Excerpts from a location annotation dataset
"""
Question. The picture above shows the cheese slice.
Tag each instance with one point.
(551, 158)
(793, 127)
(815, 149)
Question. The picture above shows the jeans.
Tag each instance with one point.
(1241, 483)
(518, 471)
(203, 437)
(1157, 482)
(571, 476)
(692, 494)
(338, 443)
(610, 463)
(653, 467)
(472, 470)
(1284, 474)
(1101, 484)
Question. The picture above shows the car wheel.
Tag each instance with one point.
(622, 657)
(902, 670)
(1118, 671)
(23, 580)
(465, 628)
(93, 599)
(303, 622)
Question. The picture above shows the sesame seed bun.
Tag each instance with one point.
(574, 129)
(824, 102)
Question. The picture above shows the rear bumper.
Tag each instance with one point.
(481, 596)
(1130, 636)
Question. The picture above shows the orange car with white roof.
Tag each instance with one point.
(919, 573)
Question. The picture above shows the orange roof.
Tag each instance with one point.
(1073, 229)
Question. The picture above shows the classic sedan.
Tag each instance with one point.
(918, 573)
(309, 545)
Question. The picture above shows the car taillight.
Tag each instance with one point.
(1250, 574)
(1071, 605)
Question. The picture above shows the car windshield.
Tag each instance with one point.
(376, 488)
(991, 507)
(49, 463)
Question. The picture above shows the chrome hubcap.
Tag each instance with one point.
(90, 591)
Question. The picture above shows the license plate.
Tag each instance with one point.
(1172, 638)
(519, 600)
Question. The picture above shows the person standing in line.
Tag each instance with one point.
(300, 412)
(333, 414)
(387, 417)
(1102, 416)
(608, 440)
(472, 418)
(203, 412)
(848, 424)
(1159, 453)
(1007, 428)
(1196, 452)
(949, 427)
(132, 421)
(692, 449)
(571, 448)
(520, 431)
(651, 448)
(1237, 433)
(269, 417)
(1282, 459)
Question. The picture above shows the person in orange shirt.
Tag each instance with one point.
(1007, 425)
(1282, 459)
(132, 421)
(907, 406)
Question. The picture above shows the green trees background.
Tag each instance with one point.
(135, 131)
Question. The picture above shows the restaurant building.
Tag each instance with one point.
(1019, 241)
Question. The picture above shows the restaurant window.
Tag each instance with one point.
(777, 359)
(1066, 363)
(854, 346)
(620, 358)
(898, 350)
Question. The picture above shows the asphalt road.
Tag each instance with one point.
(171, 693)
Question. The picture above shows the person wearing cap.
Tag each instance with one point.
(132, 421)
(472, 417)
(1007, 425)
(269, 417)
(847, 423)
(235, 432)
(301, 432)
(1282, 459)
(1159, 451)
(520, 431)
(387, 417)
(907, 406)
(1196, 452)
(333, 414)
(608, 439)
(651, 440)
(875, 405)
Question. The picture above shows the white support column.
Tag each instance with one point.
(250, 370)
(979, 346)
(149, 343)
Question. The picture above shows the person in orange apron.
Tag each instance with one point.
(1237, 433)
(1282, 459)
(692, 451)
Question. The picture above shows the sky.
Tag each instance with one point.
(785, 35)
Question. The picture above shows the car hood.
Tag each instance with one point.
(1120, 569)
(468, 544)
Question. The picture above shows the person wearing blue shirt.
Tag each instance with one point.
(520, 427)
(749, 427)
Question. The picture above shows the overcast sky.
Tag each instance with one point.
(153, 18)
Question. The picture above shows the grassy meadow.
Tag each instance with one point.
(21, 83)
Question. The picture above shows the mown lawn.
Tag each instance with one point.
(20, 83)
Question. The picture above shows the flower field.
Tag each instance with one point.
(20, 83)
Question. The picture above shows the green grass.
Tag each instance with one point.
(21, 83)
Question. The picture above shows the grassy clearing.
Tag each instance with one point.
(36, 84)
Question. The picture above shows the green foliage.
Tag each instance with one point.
"""
- Task prompt
Copy every one of the items above word for word.

- Answer to this task
Question. The picture above shows the cheese slice.
Tag each instance with one point.
(551, 158)
(793, 127)
(815, 149)
Question. The picture above shows the jeans.
Tag each instance with one point.
(1241, 483)
(518, 471)
(203, 437)
(1157, 482)
(571, 476)
(692, 494)
(338, 443)
(610, 463)
(653, 467)
(472, 470)
(1284, 474)
(1101, 484)
Question. The picture above shows the car wheel.
Tag each instance with one point.
(622, 657)
(902, 670)
(1118, 671)
(23, 580)
(465, 628)
(93, 599)
(303, 622)
Question. The picture above shows the sesame seed bun.
Tag each instance with one point.
(574, 129)
(824, 102)
Question. The picture above shows the rear bumper.
Tag each instance with one point.
(481, 596)
(1130, 636)
Question. The picture above shows the orange car with white roof.
Tag each instance with one point.
(919, 573)
Question. The picture above shows the orange roof.
Tag each instance with one point.
(1073, 229)
Question. The picture above shows the classic sedan.
Tag each instance with one point.
(918, 573)
(309, 545)
Question. The picture above shows the car taillight.
Tag each instance with one point.
(1250, 574)
(1071, 605)
Question. The picture above shows the car windshield.
Tag each instance with one point.
(376, 488)
(991, 507)
(49, 463)
Question. The picture above shows the chrome hubcap.
Tag each instance with one point.
(90, 591)
Question. The picture above shows the license plate.
Tag each instance with one point.
(1172, 638)
(519, 600)
Question. The picture above shows the person standing in line.
Tag each instance with one point.
(300, 412)
(333, 414)
(387, 417)
(1102, 416)
(608, 440)
(472, 418)
(203, 412)
(848, 424)
(1159, 453)
(1007, 428)
(1196, 452)
(949, 427)
(132, 421)
(692, 449)
(571, 448)
(520, 431)
(651, 448)
(1237, 433)
(269, 417)
(1282, 459)
Question. The picture above shows the person in orange shirt.
Tag each instance with one point.
(1007, 425)
(1282, 459)
(132, 421)
(907, 406)
Question. The picture above shows the green trees background.
Tag each instance with one point.
(135, 131)
Question. The picture above shows the restaurant building.
Tag each instance with one point.
(1019, 241)
Question. The picture above shows the restaurant window.
Tag each instance with one point.
(777, 359)
(1066, 363)
(854, 346)
(620, 358)
(898, 350)
Question. The picture above shows the asphalt road.
Tag each instance with one point.
(171, 693)
Question. The picture above shows the person wearing cap.
Tag each instance with one point.
(132, 421)
(472, 417)
(1007, 425)
(269, 417)
(847, 423)
(235, 432)
(301, 432)
(1282, 459)
(1159, 451)
(520, 431)
(387, 417)
(907, 406)
(1196, 452)
(333, 414)
(608, 439)
(651, 440)
(875, 405)
Question. The picture above shows the white support column.
Tag each instance with one point.
(250, 370)
(979, 346)
(149, 343)
Question. The picture above shows the person in orange apron.
Tag each instance with one point.
(1237, 433)
(1282, 459)
(692, 451)
Question. The picture above shows the sky.
Tag each instance with one point.
(785, 35)
Question. The picture above shows the car hood.
Tag each instance with one point.
(1120, 569)
(468, 544)
Question. The picture above shows the person wearing blue shirt.
Tag each instance with one point.
(520, 427)
(749, 427)
Question. The picture above shows the overcast sky.
Tag each instance with one point.
(153, 18)
Question. The picture above shows the grassy meadow.
Tag each instance with one point.
(21, 83)
Question. The picture above shows the mown lawn.
Tag each instance with one point.
(20, 83)
Question. The picture above shows the flower field.
Tag each instance with one point.
(20, 83)
Question. The picture above shows the green grass.
Tag each instance with one point.
(21, 83)
Question. The picture above shows the grassy clearing.
Tag each instance with one point.
(36, 84)
Question. The picture above shows the green foliage.
Tag each instance with one point.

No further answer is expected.